EXTRAIT À LIRE:
==*==

Un monde sans pilote, une chance pour la France ! par Jacques MYARD,

A l’issue d’une longue période de stabilité, organisée en deux blocs – les rouges, les méchants sous l’autorité de l’U.R.S.S et les bleus, les bons, tous sous la tutelle de l’Alliance atlantique et des Etats-Unis, la scène internationale, après la chute du mur de Berlin en 1989, est à nouveau entrée en mouvement ; les alliances sont souvent éphémères en fonction des sujets et des enjeux.
Le monde est devenu brownien, sans pilote, il n’y a plus d’hyperpuissance qui domine sans partage le monde, c’est l’ère des puissances relatives. Mais, dans ce monde globalisé, les Etats ont perdu le monopole des relations internationales. Les relations transnationales se sont développées à l’aune de l’explosion des communications internationales.
Une nouvelle donne mondiale est née, c’est une chance pour la France.

L’ère des puissances relatives.

De 1945 à 1989, le monde était assez simple, coupé en deux, le bloc communiste et le monde libre. Depuis le partage de l’Europe à la conférence de Potsdam en juillet 1945, chaque bloc fit la police dans son camp. Il est vrai que la répression du côté soviétique fut constante : Berlin 17 juin 1952, Budapest 1956, Prague 1967.Les deux blocs se jaugeaient à travers des champions secondaires : guerre de Corée 1950, crise de Cuba 1962, confrontations en Afrique, en Angola.
Ce monde bipolaire était hors norme, un monde anormal au regard de l’Histoire.
L’acte final d’Helsinki du 1er août 1975 avec sa troisième corbeille qui consacre le respect des droits de l’Homme et des libertés fondamentales, a directement concouru à la déstabilisation de l’U.R.S.S. Il fut publié en U.R.S.S. L’article VII de l’Acte d’Helsinki stipule notamment « Les Etats participants respectent les droits de l’Homme et les libertés fondamentales y compris la liberté de pensée, de conscience, de religion ou de conviction pour tous, sans distinction de race, de sexe, de langue ou de religion. Ils favorisent en encourageant l’exercice effectif des libertés et des droits civiques politiques, économiques, sociaux, culturels et autres qui découlent de la dignité de la personne humaine ».

==*==

DÉFI:
Répondez aux questions suivantes d'après l'extrait à lire.
(a) En quelle année le mur de Berlin est-il tombé ?
(b) En quel mois et en quelle année la conférence de Potsdam a-t-elle partagé l'Europe ?
(c) À quelle date l'acte final d'Helsinki a-t-il été signé ?

DONNÉES FOURNIES:
==*==

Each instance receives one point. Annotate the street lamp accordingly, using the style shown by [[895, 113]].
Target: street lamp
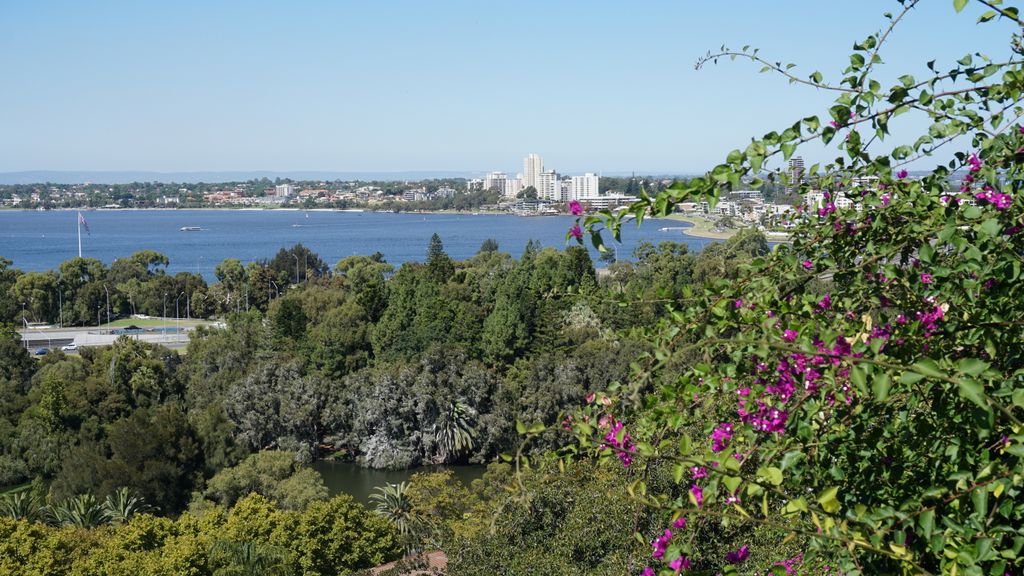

==*==

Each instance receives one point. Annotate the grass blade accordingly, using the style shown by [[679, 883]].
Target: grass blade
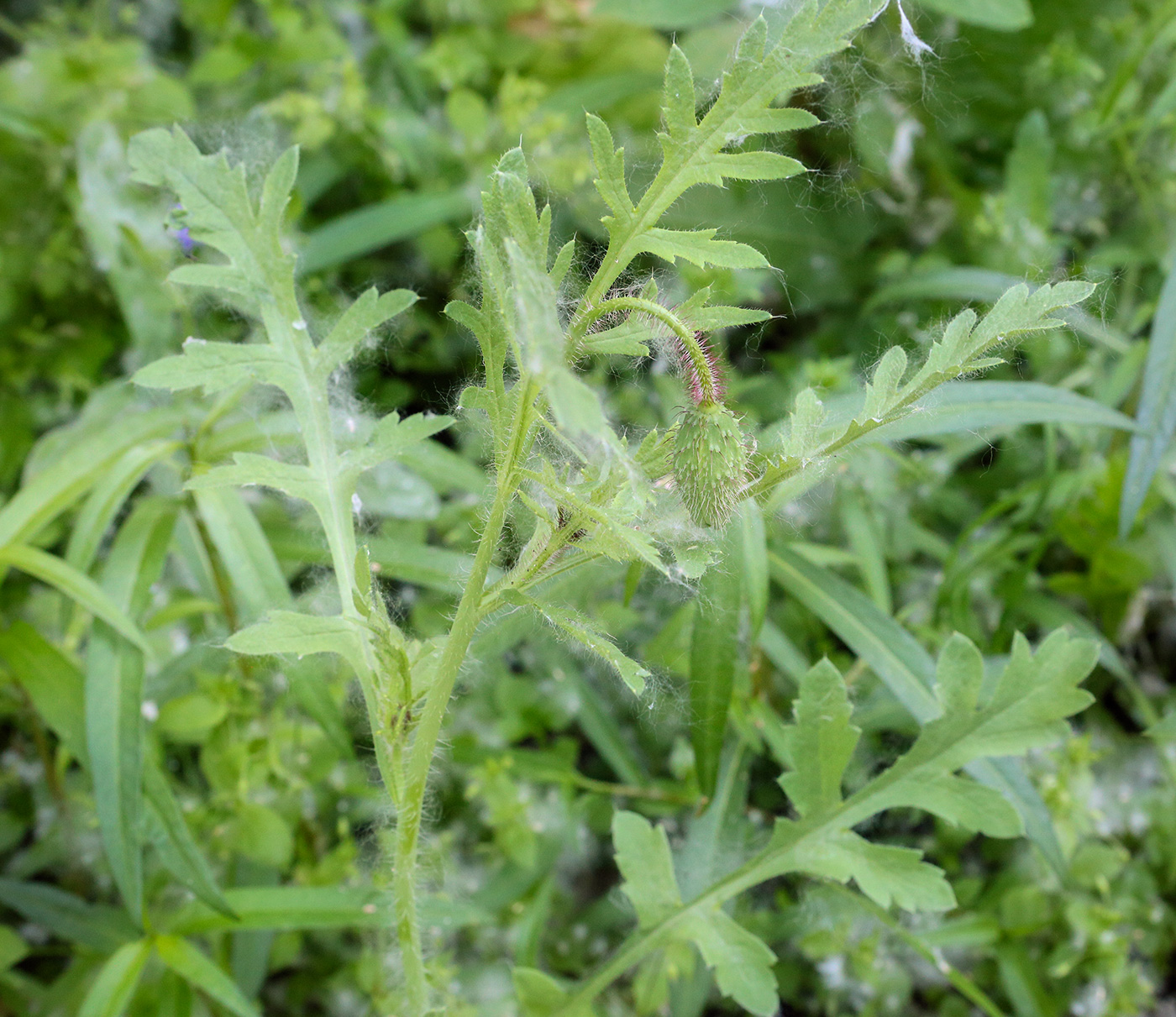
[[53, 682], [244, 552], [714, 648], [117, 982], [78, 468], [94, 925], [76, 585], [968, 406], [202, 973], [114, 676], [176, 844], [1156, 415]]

==*==

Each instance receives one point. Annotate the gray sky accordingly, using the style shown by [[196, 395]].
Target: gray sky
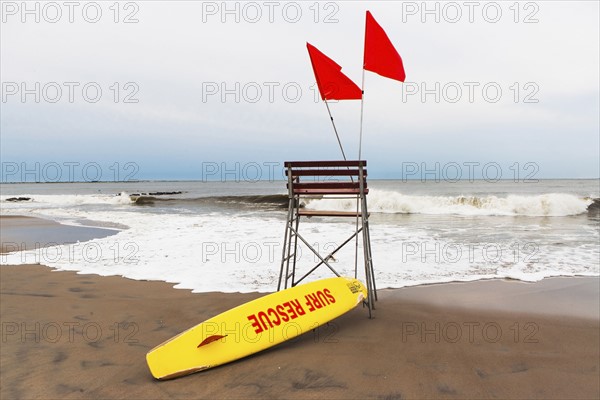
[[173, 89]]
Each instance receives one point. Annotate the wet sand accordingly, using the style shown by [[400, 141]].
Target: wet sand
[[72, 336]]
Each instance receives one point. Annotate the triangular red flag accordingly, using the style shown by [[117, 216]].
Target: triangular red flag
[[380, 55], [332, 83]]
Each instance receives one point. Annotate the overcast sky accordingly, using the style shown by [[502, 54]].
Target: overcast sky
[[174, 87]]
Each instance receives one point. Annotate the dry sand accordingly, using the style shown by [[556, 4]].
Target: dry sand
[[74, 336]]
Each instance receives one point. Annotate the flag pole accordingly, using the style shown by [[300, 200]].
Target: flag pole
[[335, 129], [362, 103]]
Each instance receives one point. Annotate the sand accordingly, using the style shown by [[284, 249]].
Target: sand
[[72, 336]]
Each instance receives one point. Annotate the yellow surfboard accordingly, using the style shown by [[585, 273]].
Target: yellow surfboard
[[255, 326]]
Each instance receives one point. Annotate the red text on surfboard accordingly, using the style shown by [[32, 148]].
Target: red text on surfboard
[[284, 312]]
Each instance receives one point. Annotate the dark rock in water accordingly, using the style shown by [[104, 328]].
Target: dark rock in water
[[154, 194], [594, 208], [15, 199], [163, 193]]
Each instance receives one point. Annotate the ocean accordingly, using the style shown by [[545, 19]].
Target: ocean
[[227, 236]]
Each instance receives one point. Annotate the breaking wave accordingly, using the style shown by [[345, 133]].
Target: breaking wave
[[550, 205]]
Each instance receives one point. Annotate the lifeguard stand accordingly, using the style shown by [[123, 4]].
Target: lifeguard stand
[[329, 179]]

==*==

LA SOLUTION:
(a) En 1989.
(b) En juillet 1945.
(c) Le 1er août 1975.